**The tasks**
1. Reproduce the album article word for word, from "Studio album by Carnage" up to and including "Infestation of Evil.".
2. Identify every line in the records that contains the string "glass", matching case exactly, and copy each such line.

**Text excerpt**
Studio album by Carnage
- Released: November 26, 1990
- Recorded: February 1990
- Studios: Sunlight Studio, Stockholm
- Genre: Death metal
- Length: 38:10
- Label: Earache
- Producers: Tomas Skogsberg, Carnage

= Dark Recollections =

Dark Recollections is the only studio album by Swedish death metal band Carnage, released in 1990 by Earache Records. It was originally released as a split CD with Cadaver's debut album Hallucinating Anxiety by Earache Records sublabel Necrosis. Some of the songs were later re-recorded by Dismember. Dark Recollections is the only album released by Carnage; the band had broken up by the time the album hit the streets. It was later reissued by Earache Records with eight additional tracks, taken from the demos for The Day Man Lost and Infestation of Evil.

"Deranged From Blood", "Death Evocation", "Blasphemies Of The Flesh" and "Self Dissection" previously appeared on Dismember demos circa 1988–1989, before Fred Estby and David Blomqvist joined Carnage. Dismember also officially recorded "Death Evocation" (a bonus track on reissues of Like an Ever Flowing Stream) and "Torn Apart" (on the Pieces EP).

**Given records**
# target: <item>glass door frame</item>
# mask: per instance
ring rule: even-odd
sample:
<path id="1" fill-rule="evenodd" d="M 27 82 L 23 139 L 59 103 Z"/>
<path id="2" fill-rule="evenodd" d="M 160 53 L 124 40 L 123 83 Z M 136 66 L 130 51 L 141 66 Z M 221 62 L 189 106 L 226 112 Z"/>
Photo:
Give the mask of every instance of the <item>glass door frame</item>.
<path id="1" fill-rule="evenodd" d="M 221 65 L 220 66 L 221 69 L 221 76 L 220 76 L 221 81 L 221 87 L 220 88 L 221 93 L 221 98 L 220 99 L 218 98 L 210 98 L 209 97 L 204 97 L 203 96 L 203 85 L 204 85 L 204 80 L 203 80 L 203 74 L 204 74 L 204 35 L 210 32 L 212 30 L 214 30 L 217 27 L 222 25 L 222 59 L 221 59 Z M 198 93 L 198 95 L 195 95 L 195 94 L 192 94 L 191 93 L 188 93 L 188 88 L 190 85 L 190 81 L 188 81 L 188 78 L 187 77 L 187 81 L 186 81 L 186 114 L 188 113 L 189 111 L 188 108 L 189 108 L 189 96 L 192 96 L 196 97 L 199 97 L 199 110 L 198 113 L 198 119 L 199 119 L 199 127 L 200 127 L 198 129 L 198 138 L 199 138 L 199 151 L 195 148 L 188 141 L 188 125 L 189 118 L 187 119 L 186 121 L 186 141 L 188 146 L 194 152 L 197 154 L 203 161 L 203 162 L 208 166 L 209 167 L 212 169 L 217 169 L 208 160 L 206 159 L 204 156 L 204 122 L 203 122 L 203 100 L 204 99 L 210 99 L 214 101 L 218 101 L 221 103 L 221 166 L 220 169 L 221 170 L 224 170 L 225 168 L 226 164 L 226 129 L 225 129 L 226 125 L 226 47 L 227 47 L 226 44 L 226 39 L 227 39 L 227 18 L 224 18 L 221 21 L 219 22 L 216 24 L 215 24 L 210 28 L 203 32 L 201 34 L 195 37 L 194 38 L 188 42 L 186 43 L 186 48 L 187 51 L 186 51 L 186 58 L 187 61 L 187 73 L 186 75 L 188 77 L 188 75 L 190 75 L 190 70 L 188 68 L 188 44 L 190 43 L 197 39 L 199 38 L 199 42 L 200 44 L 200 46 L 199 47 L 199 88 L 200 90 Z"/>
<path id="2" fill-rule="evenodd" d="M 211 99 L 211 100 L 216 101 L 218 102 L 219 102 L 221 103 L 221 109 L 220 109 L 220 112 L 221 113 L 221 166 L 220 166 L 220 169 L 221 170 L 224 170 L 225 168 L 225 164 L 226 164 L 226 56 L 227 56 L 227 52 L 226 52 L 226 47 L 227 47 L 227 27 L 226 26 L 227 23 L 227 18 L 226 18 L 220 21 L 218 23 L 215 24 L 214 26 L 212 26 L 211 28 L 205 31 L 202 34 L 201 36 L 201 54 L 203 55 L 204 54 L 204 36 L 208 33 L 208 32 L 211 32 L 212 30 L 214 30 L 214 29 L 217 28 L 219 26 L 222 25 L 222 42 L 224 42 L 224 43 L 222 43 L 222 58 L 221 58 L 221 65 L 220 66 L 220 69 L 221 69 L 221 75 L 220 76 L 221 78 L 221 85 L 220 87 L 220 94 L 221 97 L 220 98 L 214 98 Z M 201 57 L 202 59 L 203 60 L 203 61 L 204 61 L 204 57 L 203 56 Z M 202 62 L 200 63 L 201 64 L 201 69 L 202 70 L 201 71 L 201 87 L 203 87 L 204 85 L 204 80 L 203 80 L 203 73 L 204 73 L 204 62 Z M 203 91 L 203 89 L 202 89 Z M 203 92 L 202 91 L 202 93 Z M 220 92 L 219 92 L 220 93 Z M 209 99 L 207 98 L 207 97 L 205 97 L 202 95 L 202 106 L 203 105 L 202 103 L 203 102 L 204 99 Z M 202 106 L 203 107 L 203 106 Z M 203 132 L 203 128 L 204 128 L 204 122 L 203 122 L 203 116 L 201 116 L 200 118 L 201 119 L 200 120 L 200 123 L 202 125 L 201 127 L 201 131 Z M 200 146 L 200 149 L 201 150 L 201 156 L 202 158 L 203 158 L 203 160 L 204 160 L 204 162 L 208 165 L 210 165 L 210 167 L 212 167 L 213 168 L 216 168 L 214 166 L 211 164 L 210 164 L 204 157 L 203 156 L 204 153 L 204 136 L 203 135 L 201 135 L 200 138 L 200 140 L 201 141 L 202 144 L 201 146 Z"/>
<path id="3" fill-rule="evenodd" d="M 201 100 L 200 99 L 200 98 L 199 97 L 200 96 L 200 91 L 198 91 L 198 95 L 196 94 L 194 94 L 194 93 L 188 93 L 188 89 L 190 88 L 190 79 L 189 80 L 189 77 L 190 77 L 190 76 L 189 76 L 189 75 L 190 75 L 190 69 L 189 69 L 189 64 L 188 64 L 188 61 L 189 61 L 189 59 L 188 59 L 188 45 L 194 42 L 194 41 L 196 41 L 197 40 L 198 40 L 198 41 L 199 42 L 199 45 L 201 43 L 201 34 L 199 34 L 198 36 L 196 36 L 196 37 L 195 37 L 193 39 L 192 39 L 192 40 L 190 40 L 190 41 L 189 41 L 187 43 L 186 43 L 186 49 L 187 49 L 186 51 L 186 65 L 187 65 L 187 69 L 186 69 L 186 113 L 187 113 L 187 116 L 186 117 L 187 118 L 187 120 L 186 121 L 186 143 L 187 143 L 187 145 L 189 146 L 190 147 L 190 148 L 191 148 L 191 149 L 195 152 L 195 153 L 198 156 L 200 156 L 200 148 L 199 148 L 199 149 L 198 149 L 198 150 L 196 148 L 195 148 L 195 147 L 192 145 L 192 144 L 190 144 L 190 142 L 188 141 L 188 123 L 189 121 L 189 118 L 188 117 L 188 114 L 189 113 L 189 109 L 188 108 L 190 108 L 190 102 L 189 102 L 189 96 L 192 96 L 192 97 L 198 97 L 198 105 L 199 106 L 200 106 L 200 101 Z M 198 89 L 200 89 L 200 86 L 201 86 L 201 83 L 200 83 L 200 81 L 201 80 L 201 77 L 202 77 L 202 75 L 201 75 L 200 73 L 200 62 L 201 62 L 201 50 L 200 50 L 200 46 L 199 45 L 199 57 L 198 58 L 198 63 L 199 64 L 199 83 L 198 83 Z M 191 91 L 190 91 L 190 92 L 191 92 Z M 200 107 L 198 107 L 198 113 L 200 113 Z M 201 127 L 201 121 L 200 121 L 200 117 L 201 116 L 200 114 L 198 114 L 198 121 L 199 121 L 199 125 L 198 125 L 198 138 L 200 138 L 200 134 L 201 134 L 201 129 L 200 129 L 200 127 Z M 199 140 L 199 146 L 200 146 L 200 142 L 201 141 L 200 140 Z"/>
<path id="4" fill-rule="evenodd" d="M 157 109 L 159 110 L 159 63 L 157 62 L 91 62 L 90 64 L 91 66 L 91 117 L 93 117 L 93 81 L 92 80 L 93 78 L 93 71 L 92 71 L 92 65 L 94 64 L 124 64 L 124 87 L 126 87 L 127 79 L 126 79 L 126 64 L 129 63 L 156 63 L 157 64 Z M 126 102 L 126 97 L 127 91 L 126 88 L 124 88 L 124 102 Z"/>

**Outputs**
1.
Studio album by Carnage
- Released: November 26, 1990
- Recorded: February 1990
- Studios: Sunlight Studio, Stockholm
- Genre: Death metal
- Length: 38:10
- Label: Earache
- Producers: Tomas Skogsberg, Carnage

= Dark Recollections =

Dark Recollections is the only studio album by Swedish death metal band Carnage, released in 1990 by Earache Records. It was originally released as a split CD with Cadaver's debut album Hallucinating Anxiety by Earache Records sublabel Necrosis. Some of the songs were later re-recorded by Dismember. Dark Recollections is the only album released by Carnage; the band had broken up by the time the album hit the streets. It was later reissued by Earache Records with eight additional tracks, taken from the demos for The Day Man Lost and Infestation of Evil.

2.
# target: <item>glass door frame</item>
Give the mask of every instance of the <item>glass door frame</item>.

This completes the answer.